(Registros de apontamento de objetos nomeados)

_ _ _ _ _

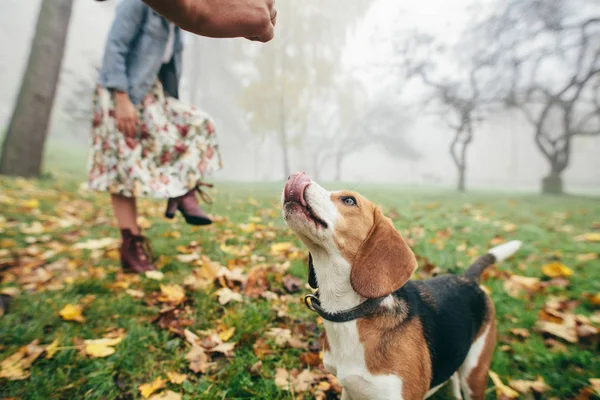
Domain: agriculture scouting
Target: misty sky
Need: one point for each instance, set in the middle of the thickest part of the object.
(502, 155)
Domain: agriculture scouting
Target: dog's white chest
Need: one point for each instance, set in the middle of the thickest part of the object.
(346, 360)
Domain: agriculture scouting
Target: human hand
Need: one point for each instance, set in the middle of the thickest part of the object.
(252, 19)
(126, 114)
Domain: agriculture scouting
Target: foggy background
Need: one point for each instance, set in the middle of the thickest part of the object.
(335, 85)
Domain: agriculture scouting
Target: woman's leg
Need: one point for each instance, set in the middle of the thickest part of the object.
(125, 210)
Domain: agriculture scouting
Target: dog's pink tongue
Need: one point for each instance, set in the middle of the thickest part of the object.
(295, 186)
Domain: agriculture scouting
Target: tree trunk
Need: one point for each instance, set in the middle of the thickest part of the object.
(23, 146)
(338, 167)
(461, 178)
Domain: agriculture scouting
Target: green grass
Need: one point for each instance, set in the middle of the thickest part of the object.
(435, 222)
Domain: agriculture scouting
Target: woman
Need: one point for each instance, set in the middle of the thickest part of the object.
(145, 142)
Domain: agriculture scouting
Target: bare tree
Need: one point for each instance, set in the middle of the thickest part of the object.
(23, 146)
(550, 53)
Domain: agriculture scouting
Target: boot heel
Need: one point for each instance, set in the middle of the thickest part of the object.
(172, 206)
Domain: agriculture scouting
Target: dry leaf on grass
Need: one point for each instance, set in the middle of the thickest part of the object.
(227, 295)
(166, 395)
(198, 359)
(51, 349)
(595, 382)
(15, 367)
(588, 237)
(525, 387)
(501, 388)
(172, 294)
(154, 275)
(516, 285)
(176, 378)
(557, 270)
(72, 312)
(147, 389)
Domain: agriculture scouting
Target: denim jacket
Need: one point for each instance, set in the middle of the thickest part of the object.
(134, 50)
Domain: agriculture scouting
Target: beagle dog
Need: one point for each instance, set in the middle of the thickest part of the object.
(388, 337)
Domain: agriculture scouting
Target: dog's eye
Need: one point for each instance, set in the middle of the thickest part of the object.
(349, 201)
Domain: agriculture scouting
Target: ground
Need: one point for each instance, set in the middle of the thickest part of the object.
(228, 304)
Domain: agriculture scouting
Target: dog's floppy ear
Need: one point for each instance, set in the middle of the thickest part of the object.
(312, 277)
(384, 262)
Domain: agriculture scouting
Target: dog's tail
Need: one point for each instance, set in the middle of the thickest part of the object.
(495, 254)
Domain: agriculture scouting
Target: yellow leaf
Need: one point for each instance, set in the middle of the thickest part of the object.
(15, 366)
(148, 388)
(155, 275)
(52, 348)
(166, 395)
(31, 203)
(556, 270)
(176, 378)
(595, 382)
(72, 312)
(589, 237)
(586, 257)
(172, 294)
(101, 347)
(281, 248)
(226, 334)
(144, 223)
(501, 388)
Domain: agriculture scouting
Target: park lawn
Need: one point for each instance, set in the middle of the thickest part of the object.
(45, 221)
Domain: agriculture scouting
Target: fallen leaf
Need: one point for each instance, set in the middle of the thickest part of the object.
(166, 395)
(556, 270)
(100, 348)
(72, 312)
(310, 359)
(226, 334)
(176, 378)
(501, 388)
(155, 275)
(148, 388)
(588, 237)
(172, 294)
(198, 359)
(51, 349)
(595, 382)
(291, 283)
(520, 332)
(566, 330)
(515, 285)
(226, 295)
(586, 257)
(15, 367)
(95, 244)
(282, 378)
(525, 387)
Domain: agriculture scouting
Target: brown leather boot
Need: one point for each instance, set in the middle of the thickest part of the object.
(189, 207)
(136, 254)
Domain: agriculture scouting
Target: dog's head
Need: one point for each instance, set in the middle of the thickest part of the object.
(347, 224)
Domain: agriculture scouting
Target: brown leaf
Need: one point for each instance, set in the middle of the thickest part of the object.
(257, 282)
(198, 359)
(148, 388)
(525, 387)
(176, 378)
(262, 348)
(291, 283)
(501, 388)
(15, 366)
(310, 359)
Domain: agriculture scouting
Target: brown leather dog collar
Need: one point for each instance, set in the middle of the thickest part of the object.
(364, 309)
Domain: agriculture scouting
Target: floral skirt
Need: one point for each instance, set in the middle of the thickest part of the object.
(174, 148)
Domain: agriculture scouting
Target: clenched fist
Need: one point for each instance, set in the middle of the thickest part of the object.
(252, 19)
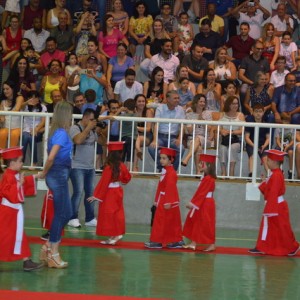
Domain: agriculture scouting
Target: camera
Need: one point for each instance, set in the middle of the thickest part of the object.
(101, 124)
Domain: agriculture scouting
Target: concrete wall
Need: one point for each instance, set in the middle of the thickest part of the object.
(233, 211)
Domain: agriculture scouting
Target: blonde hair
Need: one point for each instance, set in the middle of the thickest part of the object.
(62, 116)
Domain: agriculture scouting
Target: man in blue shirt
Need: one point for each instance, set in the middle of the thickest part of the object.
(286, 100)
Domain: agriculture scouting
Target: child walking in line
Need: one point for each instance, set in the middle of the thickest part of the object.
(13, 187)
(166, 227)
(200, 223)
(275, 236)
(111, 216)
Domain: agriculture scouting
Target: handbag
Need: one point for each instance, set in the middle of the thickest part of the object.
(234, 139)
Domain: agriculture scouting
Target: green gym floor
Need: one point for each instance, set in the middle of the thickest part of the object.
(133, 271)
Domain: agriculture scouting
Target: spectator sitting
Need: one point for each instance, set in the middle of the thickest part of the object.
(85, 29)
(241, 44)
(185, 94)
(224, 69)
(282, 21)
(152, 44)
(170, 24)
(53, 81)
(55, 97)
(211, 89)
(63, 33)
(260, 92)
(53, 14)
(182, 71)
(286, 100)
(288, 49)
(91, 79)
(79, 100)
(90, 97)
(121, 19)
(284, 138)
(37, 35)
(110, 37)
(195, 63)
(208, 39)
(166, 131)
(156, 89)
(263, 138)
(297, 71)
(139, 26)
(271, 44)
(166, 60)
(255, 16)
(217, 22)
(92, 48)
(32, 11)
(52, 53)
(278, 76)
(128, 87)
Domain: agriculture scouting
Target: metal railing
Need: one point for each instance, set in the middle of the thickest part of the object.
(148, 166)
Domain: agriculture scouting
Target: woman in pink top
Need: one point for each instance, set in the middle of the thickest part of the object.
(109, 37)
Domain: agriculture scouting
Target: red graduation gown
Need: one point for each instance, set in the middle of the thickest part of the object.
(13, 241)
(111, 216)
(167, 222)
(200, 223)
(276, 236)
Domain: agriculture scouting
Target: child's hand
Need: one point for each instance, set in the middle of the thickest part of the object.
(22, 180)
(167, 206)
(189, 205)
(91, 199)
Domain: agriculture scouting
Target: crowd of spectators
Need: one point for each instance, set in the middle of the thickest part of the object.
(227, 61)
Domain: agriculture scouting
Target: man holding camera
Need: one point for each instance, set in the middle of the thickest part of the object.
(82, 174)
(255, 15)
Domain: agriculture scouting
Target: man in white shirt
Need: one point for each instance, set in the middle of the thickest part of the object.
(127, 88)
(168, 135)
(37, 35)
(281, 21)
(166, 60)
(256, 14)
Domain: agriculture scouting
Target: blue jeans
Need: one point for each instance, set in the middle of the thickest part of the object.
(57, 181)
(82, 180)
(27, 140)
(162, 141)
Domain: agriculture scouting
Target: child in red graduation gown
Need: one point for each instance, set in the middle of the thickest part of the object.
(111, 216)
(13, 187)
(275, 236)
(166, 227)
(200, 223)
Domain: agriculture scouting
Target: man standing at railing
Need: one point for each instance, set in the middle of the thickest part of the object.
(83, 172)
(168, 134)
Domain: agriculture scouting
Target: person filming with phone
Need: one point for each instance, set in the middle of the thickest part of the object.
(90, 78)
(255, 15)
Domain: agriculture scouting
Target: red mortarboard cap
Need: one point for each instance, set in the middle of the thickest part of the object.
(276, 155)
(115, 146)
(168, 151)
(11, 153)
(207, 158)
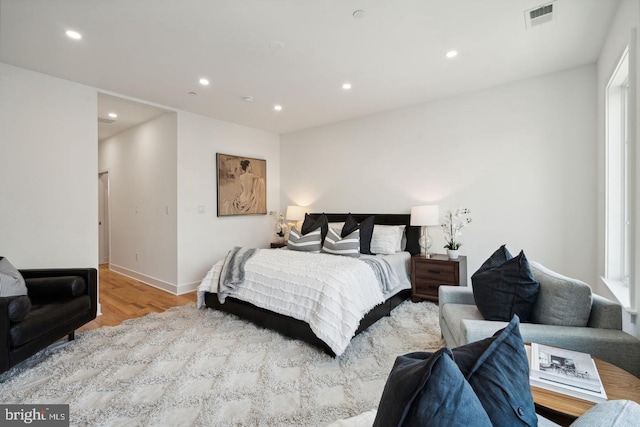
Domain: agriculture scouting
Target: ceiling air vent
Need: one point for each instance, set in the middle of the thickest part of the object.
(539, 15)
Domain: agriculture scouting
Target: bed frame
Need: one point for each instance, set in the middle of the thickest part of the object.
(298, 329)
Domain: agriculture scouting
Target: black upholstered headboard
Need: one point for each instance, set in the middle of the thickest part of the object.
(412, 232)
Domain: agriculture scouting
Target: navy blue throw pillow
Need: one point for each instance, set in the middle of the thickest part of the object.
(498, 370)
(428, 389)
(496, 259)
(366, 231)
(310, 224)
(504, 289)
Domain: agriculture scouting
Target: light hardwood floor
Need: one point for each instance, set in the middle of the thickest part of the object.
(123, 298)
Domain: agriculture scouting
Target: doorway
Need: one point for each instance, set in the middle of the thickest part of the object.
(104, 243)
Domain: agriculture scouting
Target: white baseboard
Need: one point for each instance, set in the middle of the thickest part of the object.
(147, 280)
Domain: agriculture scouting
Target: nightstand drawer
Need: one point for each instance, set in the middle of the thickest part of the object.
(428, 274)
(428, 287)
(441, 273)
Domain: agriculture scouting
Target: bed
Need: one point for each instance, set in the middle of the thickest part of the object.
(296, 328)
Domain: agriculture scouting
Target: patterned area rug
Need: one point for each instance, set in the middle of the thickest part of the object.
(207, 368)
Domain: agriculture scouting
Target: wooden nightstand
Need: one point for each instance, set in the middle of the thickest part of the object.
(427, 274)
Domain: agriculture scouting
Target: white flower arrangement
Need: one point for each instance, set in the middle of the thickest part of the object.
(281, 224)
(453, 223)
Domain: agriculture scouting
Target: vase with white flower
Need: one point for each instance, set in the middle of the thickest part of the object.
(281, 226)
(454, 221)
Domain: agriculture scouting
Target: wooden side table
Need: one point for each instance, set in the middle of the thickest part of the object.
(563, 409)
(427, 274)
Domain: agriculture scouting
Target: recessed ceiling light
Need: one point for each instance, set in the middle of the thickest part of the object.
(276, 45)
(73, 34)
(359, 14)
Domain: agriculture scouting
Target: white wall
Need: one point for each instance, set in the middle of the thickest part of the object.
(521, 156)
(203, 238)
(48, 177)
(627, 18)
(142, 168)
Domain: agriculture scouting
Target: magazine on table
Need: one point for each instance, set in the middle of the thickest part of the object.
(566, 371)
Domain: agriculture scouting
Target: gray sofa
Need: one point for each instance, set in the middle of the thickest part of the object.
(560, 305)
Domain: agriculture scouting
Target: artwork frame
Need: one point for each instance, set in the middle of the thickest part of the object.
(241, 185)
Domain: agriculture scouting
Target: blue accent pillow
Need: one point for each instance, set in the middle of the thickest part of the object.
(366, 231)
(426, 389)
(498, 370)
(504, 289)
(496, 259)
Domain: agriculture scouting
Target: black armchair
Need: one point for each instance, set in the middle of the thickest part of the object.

_ _ _ _ _

■ **OBJETIVO DA TAREFA**
Quais linhas da listagem acima contêm a palavra "nightstand"? Localize e copie todas, levando em conta maiúsculas e minúsculas.

■ **RESPOSTA CORRETA**
Target: nightstand drawer
Target: wooden nightstand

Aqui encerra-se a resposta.